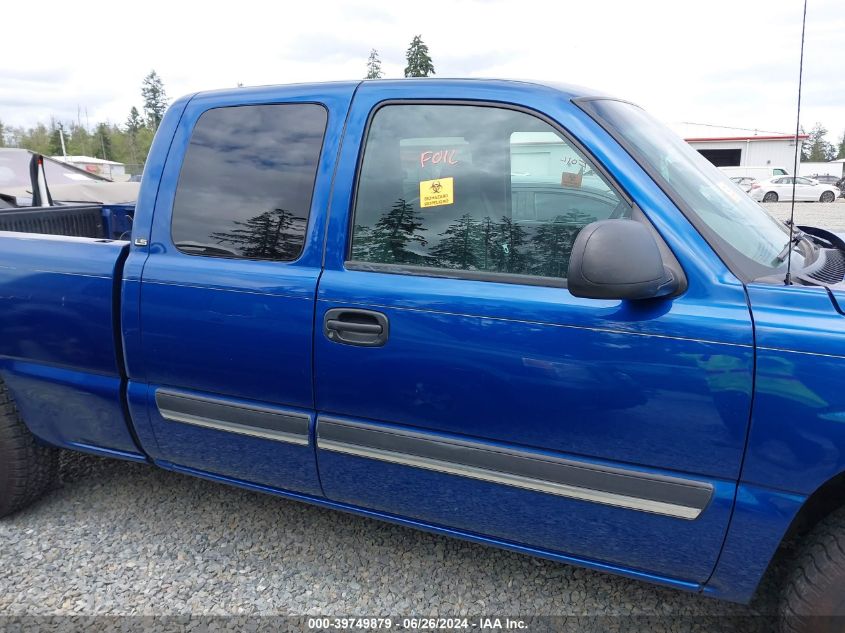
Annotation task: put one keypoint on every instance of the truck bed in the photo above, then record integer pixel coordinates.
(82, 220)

---

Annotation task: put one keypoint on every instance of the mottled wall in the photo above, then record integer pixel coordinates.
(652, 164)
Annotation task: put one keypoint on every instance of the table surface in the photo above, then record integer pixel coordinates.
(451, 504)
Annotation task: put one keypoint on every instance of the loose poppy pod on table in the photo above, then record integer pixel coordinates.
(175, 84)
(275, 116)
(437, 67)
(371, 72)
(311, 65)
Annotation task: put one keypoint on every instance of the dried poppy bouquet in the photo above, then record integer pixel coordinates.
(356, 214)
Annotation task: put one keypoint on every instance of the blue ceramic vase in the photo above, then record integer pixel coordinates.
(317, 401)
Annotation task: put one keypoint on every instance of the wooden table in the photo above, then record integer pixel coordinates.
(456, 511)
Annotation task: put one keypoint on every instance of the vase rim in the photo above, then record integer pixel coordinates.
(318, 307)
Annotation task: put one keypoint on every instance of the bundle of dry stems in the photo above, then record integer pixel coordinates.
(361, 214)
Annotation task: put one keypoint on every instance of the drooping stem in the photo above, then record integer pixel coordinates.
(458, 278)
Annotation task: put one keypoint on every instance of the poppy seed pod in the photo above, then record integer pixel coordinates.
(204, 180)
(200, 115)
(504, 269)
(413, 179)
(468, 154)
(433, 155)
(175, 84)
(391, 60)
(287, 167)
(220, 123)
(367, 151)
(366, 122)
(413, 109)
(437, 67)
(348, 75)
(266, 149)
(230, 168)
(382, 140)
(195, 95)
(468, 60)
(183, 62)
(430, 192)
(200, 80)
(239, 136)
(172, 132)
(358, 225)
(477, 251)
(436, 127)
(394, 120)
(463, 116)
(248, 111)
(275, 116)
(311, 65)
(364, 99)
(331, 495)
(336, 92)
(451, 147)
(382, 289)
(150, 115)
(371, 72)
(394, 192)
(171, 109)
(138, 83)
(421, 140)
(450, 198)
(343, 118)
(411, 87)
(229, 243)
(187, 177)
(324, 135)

◆ Goal: Count how many lines in the data above contain the string "table", and reply with that number alone.

◆ Output for this task: 3